## [Quoted text]

--------------------------------------------------

Pepé Le Pew

“Keep it simple. Tell the truth.  People can smell the truth.”

-Steve Wynn, Chairman & CEO of Wynn Resorts

 

I ran over a skunk on the way to work this morning.  Accidentally, of course. But regardless it still did not smell very good.  That’s the thing with skunks; they sort of surprise you with their malodorous nature. 

 

For those of you that don’t know him, Pepé Le Pew is a French cartoon character that was first introduced in 1945.  Pepé is a French skunk who strolls around Paris looking for love.  Unfortunately, he has two big things going against him.  First of all, he’s a skunk, so he smells.  Second, he’s a tad bit aggressive and reluctant to take no for an answer.

 

Pepé Le Pew - skunk2

 

Now if that sounds a little bit like the U.S. equity market right now, it probably should. As we’ve been flagging here at Hedgeye (somewhat “aggressively” at times) volatility in the U.S. is at a level that is signaling that all is well in the world. Between you and me, that kind of stinks.

 

I read an interesting article in the Wall Street Journal (Media 1.0) yesterday discussing the volatility and the VIX.  It quoted Robert E. Whaley, a professor at Vanderbilt University’s business school, who is credited with developing the VIX for the Chicago Board Options Exchange in 1993.  Here’s what he had to say about the VIX being literally at an all-time low:

 

“I wouldn’t be worried about it.”

 

Indeed.  And if an aggressive skunk happens to be pestering you in Paris, no need to worry about that either.

 

Back to the Global Macro Grind

 

While Professor Whaley, aka the “Father of the VIX,” isn’t worried, that’s not necessarily a reason for us not to be worried,  despite the fact that this morning, the global equity markets are decidedly not worried.  China is down -0.11%, Europe is up small, and the U.S. equity futures are down small.  Frankly, the only excitement overnight is that the Nikkei in Japan is down just over a -1%.

 

So, what gives in Japan? Are you sitting down? Inflation! Yup, Japan, the home of generational deflation, is actually experiencing inflation.  In fact, CPI in Japan accelerated +3.4% year-over-year.  This was the highest pace in 32-years for Japanese inflation. The Japanese bureaucrats wanted inflation. Now they've got it.

 

The fact of the matter is that the Japanese will tell you that once you factor out the sales tax impact, there was actually a slight drop in CPI.  That said, even the Japanese labor market is showing inflationary signs as the jobs-to-applicants hit a 22-year high at 1.09.  In theory, a tight labor market should lead to increased wages and eventually more purchasing power for the consumer. Translation? Organic inflation.

 

Ultimately, the challenge with either inflation driven by a tight economy or, conversely, driven by overly dovish monetary policy is that inflation slows growth.  In the U.S., the counter argument to our view that inflation will slow grow is that even though the CRB Commodities index is up double digits on the year, commodities are a relatively small portion of the consumer’s annual spend. In part this is true, although much less so in emerging economies.

--------------------------------------------------

## [Dataset content]
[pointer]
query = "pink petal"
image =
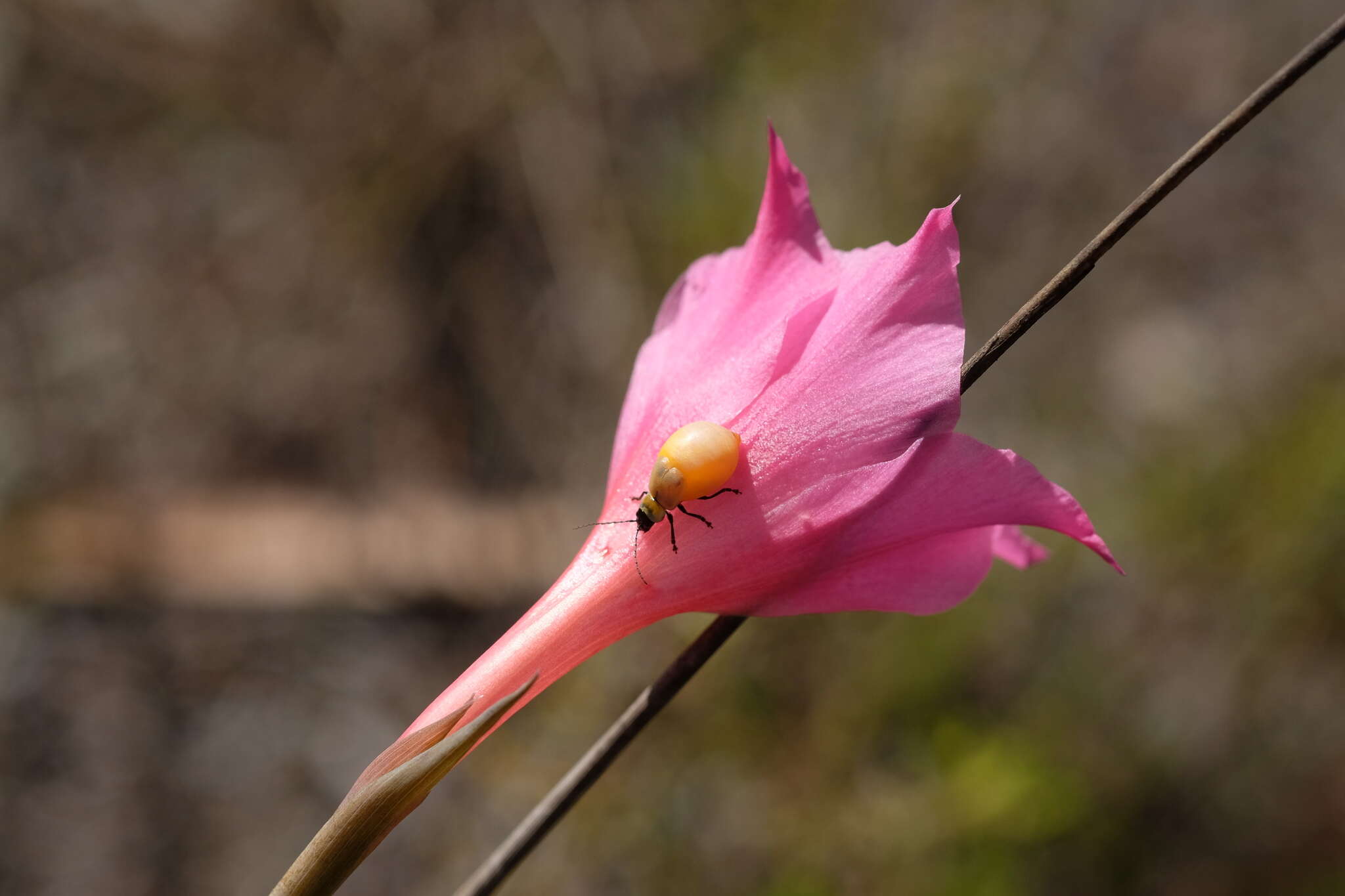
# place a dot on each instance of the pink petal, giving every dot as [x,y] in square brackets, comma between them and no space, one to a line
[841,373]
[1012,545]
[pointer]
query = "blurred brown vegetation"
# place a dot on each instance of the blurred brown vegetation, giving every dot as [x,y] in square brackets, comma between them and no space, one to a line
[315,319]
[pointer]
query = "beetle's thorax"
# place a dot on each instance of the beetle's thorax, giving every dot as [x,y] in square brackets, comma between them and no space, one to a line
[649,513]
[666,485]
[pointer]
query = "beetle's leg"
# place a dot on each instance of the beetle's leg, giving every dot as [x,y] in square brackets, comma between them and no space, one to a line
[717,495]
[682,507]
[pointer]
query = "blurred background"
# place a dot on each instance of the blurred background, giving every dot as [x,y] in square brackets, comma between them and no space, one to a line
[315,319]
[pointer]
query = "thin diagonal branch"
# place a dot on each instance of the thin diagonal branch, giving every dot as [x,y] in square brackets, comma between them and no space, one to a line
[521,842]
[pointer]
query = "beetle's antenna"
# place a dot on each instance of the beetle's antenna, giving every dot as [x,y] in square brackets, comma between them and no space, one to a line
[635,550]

--------------------------------------------------

## [Requests]
[1] In the Pepé Le Pew market commentary, how much did CPI in Japan accelerate year-over-year?
[2] From the Pepé Le Pew market commentary, copy word for word the stretch from "-Steve Wynn, Chairman" through "for an answer.".
[3] Continue the Pepé Le Pew market commentary on volatility and inflation, picking up after its final sentence.

## [Written answers]
[1] +3.4%

[2]
-Steve Wynn, Chairman & CEO of Wynn Resorts

 

I ran over a skunk on the way to work this morning.  Accidentally, of course. But regardless it still did not smell very good.  That’s the thing with skunks; they sort of surprise you with their malodorous nature. 

 

For those of you that don’t know him, Pepé Le Pew is a French cartoon character that was first introduced in 1945.  Pepé is a French skunk who strolls around Paris looking for love.  Unfortunately, he has two big things going against him.  First of all, he’s a skunk, so he smells.  Second, he’s a tad bit aggressive and reluctant to take no for an answer.

[3]
 

In fact, the WSJ this morning referenced the “fragile five” economies of Turkey, India, Indonesia, South Africa, and Brazil as economies that are particularly subject to the negative impact of commodity inflation.  The challenge with trying to fight inflation for the central banks in these countries is that growth is not at abnormal levels, so any rate hikes would slow it even more. Yes, indeed, monetary inflation stinks!

 

Speaking of inflation, the Fed’s balance sheet continues inflating at an almost staggering rate:

 

  • Holdings of US Treasury securities were $2.4T on 25-Jun, +$5.5B w/w and +$469B y/y;
  • Holdings of mortgage-backed securities were $1.7T on 25-Jun, ($4.5B) w/w and +$456B y/y; and
  • Holdings of federal agency debt securities were $43.7B on 25-Jun, unch. w/w and ($27B) y/y.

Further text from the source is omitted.